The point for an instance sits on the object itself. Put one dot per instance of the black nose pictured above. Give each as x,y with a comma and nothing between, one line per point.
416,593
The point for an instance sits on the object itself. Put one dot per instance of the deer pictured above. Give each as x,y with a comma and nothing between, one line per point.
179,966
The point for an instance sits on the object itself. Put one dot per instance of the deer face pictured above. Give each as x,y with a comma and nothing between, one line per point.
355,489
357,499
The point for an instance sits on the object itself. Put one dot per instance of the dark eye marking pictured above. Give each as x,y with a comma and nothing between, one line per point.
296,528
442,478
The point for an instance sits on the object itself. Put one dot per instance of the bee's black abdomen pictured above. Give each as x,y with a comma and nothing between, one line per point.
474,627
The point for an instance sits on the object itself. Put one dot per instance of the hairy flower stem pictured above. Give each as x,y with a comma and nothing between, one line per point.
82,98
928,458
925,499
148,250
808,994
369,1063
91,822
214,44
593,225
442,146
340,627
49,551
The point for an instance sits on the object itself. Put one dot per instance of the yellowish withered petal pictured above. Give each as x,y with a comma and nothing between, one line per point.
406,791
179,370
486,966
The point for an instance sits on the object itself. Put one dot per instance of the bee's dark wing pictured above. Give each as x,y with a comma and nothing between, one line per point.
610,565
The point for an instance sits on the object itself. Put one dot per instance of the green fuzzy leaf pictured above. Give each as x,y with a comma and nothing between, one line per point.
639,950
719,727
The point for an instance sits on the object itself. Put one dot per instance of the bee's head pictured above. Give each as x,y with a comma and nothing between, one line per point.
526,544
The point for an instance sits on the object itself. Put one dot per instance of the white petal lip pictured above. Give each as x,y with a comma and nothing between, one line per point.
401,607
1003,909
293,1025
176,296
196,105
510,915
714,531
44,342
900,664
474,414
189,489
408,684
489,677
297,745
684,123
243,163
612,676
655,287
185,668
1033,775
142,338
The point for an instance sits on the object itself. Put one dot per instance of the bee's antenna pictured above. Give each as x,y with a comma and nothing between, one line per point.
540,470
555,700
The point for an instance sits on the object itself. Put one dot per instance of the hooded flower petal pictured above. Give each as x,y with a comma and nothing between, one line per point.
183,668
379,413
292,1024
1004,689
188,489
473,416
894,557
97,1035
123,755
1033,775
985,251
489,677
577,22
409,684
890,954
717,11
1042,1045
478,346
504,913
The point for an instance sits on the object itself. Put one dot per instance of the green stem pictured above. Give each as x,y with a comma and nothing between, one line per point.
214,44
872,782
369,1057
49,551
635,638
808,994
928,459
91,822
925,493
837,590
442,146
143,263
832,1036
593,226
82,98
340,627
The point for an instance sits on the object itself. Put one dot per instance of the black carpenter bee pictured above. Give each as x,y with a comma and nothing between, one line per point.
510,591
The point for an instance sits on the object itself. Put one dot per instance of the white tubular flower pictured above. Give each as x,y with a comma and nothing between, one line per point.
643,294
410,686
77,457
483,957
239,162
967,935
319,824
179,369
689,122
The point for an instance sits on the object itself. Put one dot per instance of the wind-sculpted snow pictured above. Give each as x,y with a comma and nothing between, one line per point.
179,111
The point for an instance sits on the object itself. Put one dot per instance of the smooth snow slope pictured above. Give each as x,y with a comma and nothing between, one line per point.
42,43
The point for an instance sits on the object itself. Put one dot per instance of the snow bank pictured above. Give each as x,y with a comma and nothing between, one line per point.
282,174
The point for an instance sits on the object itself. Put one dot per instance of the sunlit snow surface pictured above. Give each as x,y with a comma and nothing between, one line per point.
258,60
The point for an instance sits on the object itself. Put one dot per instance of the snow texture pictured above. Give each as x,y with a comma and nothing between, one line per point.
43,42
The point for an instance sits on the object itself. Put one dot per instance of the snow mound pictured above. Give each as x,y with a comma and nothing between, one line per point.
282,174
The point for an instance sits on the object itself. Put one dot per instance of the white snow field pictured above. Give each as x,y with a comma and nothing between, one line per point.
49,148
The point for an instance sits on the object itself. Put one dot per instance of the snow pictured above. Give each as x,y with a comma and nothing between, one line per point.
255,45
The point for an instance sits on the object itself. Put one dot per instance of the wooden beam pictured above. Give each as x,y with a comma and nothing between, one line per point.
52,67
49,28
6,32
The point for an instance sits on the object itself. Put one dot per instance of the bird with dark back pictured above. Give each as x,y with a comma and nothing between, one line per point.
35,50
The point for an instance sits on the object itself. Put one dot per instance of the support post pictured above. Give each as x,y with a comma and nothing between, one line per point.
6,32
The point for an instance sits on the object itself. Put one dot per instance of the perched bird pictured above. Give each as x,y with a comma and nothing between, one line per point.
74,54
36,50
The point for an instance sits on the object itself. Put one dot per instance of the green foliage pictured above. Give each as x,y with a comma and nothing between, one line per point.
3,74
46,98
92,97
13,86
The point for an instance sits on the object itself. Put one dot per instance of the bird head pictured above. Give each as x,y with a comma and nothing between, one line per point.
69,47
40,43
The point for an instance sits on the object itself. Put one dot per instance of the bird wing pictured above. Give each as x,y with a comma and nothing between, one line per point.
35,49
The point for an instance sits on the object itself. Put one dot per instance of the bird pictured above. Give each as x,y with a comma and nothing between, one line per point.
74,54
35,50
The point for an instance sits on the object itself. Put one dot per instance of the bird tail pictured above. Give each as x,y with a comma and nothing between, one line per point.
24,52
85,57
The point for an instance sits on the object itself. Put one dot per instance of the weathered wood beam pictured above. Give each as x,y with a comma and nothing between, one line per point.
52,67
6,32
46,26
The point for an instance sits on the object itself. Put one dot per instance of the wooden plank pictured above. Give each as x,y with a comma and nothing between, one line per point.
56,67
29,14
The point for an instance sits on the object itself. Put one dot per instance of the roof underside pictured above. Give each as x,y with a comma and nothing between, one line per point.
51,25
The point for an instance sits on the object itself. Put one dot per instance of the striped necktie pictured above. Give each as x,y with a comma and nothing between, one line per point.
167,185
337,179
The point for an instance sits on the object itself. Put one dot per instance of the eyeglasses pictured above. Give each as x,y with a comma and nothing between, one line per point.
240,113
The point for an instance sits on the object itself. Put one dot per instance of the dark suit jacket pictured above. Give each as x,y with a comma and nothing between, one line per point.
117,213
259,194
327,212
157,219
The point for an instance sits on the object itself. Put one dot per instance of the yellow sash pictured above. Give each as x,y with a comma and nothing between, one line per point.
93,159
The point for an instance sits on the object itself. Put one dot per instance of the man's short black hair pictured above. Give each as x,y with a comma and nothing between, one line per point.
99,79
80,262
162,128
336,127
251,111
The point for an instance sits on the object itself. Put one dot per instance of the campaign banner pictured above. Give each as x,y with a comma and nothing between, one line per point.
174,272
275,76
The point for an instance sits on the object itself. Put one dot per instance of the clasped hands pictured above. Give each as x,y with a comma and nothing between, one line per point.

◆ **Written request**:
Reproduce precisely the span of lines that begins at the line containing "of the roof" and ends with the last line of the listing.

◆ **Worked solution**:
The point for an instance sits on the object itself. Put one dot per instance of the roof underside pictured above. Give each as x,y with a comma and nothing between, one line per point.
51,25
The point for an instance sits on the object itself. Put one dot per instance of the striped necktie pictured above. Give each as x,y with a comma and nothing between, one line per point.
167,185
337,179
The point for an instance sits on the object itself. Put one dot per instance of the eyeglasses pictured above. Give each as x,y with a comma and nothing between, one line per point.
240,113
The point for an instance sits on the object itself. Put one dot per instance of the dark suit jacket pictured above. Give each as x,y with a comma and nothing between, one line per point.
117,213
259,194
327,212
157,219
The point for an instance sits on the object itself. Put one dot per instance of the yellow sash pictured above. Give each as x,y with a comma and nothing between, one line per point.
93,159
The point for an instance sits on the object itself. Put one dot per instance of the man's short black hair pictured above. Give each as x,y with a comma and nothing between, one line per point.
99,79
80,262
162,128
336,127
251,111
The point for an instance sits on the object itself. Put one dot per instance of the campaign banner pictured above. Give each as x,y with a comma and nothing between, one line per point.
174,272
275,76
The point for an instance sits on the object itself. Put one dot per instance of the clasped hands pictured above. Give each as x,y with a comma and nothing between, one line per point.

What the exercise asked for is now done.